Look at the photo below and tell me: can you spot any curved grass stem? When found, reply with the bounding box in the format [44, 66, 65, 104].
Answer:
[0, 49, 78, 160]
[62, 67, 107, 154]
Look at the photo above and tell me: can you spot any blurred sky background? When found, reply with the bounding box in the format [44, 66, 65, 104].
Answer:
------------------------------------------------------------------------
*ЗАДАНИЕ*. Извлеките из материала без изменений строки от строки с «Look at the photo above» до конца материала, включая обе границы.

*РЕШЕНИЕ*.
Look at the photo above and tell me: can you spot any blurred sky background? When found, reply with the bounding box in the format [44, 66, 65, 104].
Answer:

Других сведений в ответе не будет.